ACTIVITY: Output every record exactly, apart from its images.
╭─ INPUT MATERIAL
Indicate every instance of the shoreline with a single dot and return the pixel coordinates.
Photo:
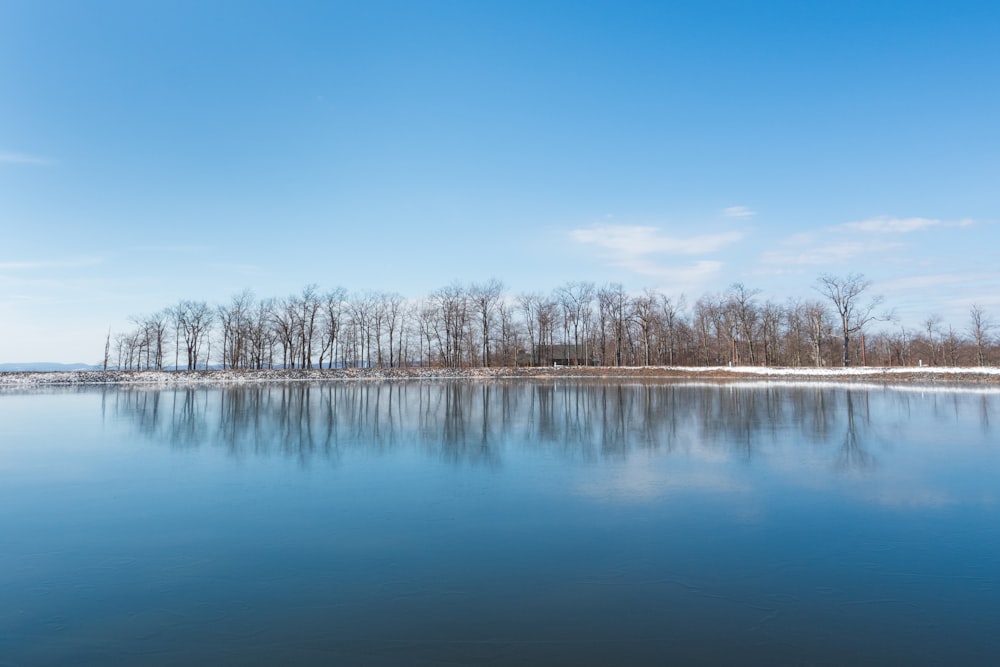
(926, 375)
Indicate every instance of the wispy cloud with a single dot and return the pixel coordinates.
(77, 263)
(23, 158)
(889, 225)
(738, 212)
(641, 250)
(826, 253)
(635, 240)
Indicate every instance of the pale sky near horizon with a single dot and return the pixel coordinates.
(152, 152)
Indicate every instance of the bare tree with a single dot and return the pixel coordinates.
(846, 294)
(484, 298)
(979, 326)
(193, 321)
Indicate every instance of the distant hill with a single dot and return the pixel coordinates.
(45, 366)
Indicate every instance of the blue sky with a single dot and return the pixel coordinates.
(151, 152)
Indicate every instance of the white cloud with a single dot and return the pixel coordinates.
(738, 212)
(22, 158)
(636, 249)
(827, 253)
(889, 225)
(78, 263)
(638, 240)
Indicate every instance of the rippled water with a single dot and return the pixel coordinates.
(506, 524)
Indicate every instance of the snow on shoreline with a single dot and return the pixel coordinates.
(894, 375)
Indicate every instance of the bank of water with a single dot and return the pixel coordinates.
(530, 522)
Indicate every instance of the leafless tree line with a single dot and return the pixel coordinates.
(579, 323)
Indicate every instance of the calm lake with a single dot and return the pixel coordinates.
(520, 523)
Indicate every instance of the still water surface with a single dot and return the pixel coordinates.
(526, 523)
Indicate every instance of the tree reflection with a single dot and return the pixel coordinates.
(853, 455)
(473, 423)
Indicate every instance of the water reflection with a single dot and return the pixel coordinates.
(472, 423)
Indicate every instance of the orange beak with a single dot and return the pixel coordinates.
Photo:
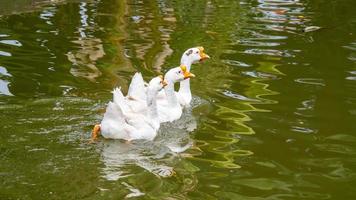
(203, 56)
(163, 82)
(188, 75)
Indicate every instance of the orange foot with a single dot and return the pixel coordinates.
(95, 132)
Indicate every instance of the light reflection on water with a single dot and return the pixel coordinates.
(272, 114)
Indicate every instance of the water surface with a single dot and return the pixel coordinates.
(273, 113)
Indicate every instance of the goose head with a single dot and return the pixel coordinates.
(178, 74)
(194, 55)
(157, 84)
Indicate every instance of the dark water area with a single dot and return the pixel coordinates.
(273, 113)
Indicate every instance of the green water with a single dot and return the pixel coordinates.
(273, 113)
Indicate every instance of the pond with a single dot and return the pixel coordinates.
(273, 112)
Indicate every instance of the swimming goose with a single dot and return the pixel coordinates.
(119, 123)
(189, 57)
(169, 108)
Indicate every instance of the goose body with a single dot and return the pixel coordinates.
(119, 122)
(169, 108)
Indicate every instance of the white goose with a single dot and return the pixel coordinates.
(169, 108)
(189, 57)
(118, 123)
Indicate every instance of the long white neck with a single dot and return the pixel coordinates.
(152, 104)
(171, 96)
(184, 86)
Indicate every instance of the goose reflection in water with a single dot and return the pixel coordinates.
(157, 157)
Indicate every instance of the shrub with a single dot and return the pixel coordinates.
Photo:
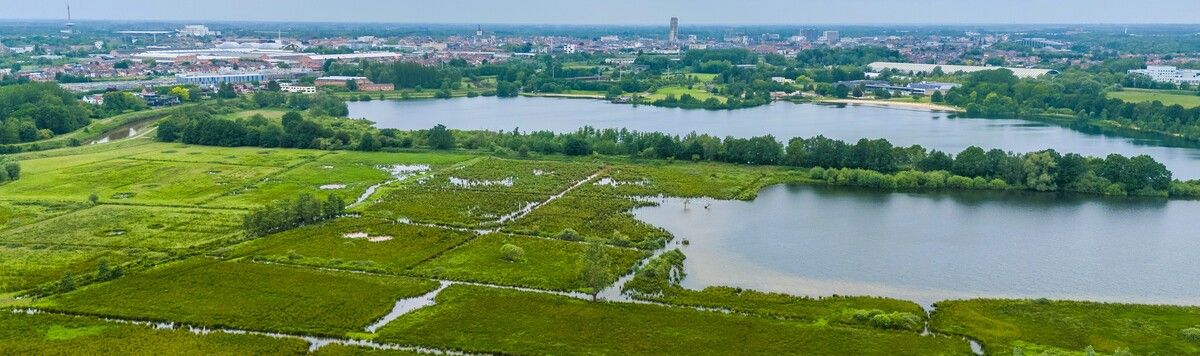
╰─
SOLUTION TO THE EXERCISE:
Indicate every instance of the shoreline with a single dot and return the pixel coordinates.
Photo:
(926, 375)
Indicate every instance of the wispy cloud with a single dot and return the pixel coordinates.
(77, 263)
(23, 158)
(889, 225)
(738, 212)
(641, 250)
(826, 253)
(635, 240)
Indicate every instance of the pale sky near horizon with a single dot and return the pixel coordinates.
(152, 152)
Indicate every instance of the bare tree with a single dot and return the pixel coordinates.
(846, 294)
(484, 298)
(979, 326)
(193, 321)
Indicate every instance of the distant hill with a single dot and return the pixel coordinates.
(45, 366)
Indicate every instance of the blue sky with a single dot and return the pixel coordinates.
(151, 152)
Indicate every instance of the white cloud with a single dot and return the pixel coordinates.
(738, 212)
(22, 158)
(636, 249)
(827, 253)
(889, 225)
(78, 263)
(638, 240)
Indicate every instance of the rippled water with a single dot and return the pixel coordinates.
(506, 524)
Indicate every instance of the snow on shoreline with a single dot and return the pixel coordinates.
(894, 375)
Indicate every instance of the bank of water with a single dot and return the pixel coordinates.
(530, 522)
Indicate every instance of the leafless tree line with a single dot and return the pixel coordinates.
(579, 323)
Indicate every instance of the calm lake with a single dot and return the pixel coordinates.
(520, 523)
Indicate every instance of the still water surface with a single dot and return the pixel coordinates.
(526, 523)
Indicate every instance of the tree reflection with a single dot and return the pixel coordinates.
(853, 455)
(473, 423)
Indicate every instance of the water reflection with a single dot and return the pixel coordinates.
(472, 423)
Indicate every instance of the orange beak with a single dot and return the pixel coordinates.
Photo:
(203, 56)
(163, 82)
(188, 75)
Indicate every instance of the orange foot with a single dot and return the pixel coordinates.
(95, 132)
Indicate every instance of the light reflection on water with a single dot and return the pixel coordinates.
(272, 114)
Indicate every instance of the water surface with a single dot and return the pixel coordinates.
(273, 113)
Indicate every instance of the goose head with a single dot and return the pixel coordinates.
(178, 74)
(194, 55)
(157, 84)
Indicate every instance of the dark water area with a single dot and return the pixel coordinates.
(273, 113)
Indicate every instance of the green water with a single dot and return the pixel coordinates.
(273, 113)
Indicate every instance of the pond with a single dot and return the pixel coordinates.
(273, 112)
Indicate every instance of the swimming goose with a single dot and return the pixel coordinates.
(119, 123)
(189, 57)
(169, 108)
Indicate every instance of the goose body with a single dot and return the pixel coordinates.
(119, 122)
(169, 108)
Indicate every instance of the white goose with a single dot and return the pixel coordinates.
(169, 108)
(189, 57)
(118, 123)
Indicate every instance of the long white neck with a single dot and return the pixel coordinates.
(152, 104)
(171, 96)
(184, 86)
Indicate every instance of the goose reflection in water with a single dot and return the pixel coordinates.
(157, 157)
Indicate every instance of the shrub with a single dot and return the pixel coordinates.
Photo:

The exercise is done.